DOCUMENT PASSAGE →
══════

Monday, January 29, 2018

seeds of S+A - #1 of ????

Blissblog post from June 20th 2003, in which I explore some glam thematics (in response to a Mark Fisher k-punk post on Japan with the fabulous title of "The Barthes of Parties")


The escape artist. Mark’s mini-essay on Japan is so immaculate and exquisite, it seems almost churlish to say that, actually, I find “Ghosts” rather a moving song. I’m not alone either--there’s the missus (possibly America’s #1 Japan fan-- a lonely breed), and there's Goldie (he sampled it on Rufige Cru’s neglected classic “Ghosts of My Life”, a masterpiece of svelte darkcore), and Tricky ("Aftermath" has a sample from "Ghosts", right, or a lyric-quote?), and maybe even Dizzee Rascal (judging by the the Sylvian-Sakomoto vibe on ‘Sittin’ here’ and “Do It”, the two melancholy songs that bookend Boy In Da Corner). Carrying on previous trains of thought, I suppose my question is: would it actually diminish the song to believe it had some source or emotional referent in David Sylvian’s real life? To take it as both haunting and haunted. He’s very stylized as singers go but it seems like “beautiful sadness” is something that runs through a lot of his work (along with the quest for serenity) and you could see him as having less to do with a mannequin like Steve Strange and more with Scott Walker, or Nick Drake, or even Frank Sinatra (melancholy given poise, pain contained through elegance). Or Ian Curtis--“Ghosts” in some ways seems like a sister song to “Love Will Tear Us Apart”. 

Whenever I see someone who has pulled off a really drastic form of self-reinvention, gone all the way with artifice and masquerade--be it Strange, Numan, Leigh Bowery, Marilyn Manson--I always wonder: what are they running away from? It takes so much energy to do that and to maintain it. (I can barely muster the strength to look halfway presentable to the world). 

With Sylvian, perhaps the word “Catford” is explanation enough. No slight to that town but if it’s like 95 percent of the UK or anywhere else for that matter, then you can imagine why the sparkle-starved, culture-famished David would want to dedicate his life to exquisiteness, alien glamour, forbidden colours, to turn himself into a perfect surface, to get away and never go back. But there’s something more, I suspect: thinking of him performing "Ghosts" on TOTP, the excessive poise and stillness, the statuesque quality of his vocals (a frieze of emotion, almost), the perfectly made-up blank white expressionless facade, to me it all screams internal struggle, damage in the depths. Real ghosts in his real life. 

“Lines of flight” always carry with them traces of what’s left behind. Can we even conceive of escape or reinvention of the self without registering what's being escaped from, or acknowledging the raw, base matter that is remoulded into a human art object? 

I think you could work up another reading of Sylvian, not opposed but supplementary to Mark’s.

══════

CHALLENGE → Decide whether each statement agrees with the blog post on the song "Ghosts," answering yes or no and quoting the words of the post that settle it. 1. The writer finds "Ghosts" a moving song. 2. Goldie sampled "Ghosts" on a Rufige Cru track. 3. The writer offers a reading of Sylvian that is opposed to Mark's. The items that come next are taken from a different source.

RECORD EXCERPTS →
══════

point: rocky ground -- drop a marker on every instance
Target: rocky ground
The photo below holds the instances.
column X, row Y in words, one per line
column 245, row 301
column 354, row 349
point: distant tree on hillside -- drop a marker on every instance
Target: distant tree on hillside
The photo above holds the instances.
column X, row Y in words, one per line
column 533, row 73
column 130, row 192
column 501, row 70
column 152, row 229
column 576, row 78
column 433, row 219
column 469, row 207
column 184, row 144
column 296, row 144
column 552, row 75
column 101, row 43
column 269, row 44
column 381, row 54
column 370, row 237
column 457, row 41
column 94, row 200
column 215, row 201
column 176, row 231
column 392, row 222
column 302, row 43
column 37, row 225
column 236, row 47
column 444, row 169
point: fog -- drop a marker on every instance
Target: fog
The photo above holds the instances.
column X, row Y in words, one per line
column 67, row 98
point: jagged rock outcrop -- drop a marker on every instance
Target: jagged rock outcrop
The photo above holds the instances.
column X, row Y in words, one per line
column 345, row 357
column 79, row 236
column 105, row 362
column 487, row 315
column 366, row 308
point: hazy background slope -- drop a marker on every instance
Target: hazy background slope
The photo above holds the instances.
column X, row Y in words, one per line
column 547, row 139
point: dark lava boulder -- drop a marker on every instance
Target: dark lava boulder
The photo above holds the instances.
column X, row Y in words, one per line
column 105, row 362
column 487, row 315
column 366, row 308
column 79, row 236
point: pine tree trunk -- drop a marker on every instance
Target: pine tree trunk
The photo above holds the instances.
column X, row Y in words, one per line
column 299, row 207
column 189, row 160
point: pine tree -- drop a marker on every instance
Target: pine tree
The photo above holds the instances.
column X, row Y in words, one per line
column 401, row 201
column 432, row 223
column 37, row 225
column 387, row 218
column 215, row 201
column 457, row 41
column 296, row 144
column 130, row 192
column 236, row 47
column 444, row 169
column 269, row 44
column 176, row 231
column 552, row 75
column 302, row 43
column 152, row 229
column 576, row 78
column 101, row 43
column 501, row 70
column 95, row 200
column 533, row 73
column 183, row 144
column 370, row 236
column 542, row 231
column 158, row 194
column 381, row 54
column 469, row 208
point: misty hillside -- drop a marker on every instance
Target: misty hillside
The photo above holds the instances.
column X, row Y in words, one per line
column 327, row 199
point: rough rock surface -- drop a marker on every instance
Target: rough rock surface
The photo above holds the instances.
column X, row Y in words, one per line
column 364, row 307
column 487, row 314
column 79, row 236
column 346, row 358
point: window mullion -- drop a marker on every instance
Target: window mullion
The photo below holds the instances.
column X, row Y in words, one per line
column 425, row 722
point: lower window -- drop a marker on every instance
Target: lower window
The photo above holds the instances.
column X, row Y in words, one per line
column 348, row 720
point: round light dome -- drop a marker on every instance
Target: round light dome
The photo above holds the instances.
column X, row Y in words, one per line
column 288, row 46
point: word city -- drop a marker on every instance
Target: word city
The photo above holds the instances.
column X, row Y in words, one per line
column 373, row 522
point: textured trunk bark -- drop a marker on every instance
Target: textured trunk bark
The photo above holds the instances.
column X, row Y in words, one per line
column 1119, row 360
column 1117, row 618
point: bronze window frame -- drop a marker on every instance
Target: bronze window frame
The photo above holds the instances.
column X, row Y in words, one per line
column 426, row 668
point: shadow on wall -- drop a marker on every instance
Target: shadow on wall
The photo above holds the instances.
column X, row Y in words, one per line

══════

WRITTEN RESPONSE →
1. Yes: "I find “Ghosts” rather a moving song"
2. Yes: "he sampled it on Rufige Cru’s neglected classic “Ghosts of My Life”"
3. No: "not opposed but supplementary to Mark’s"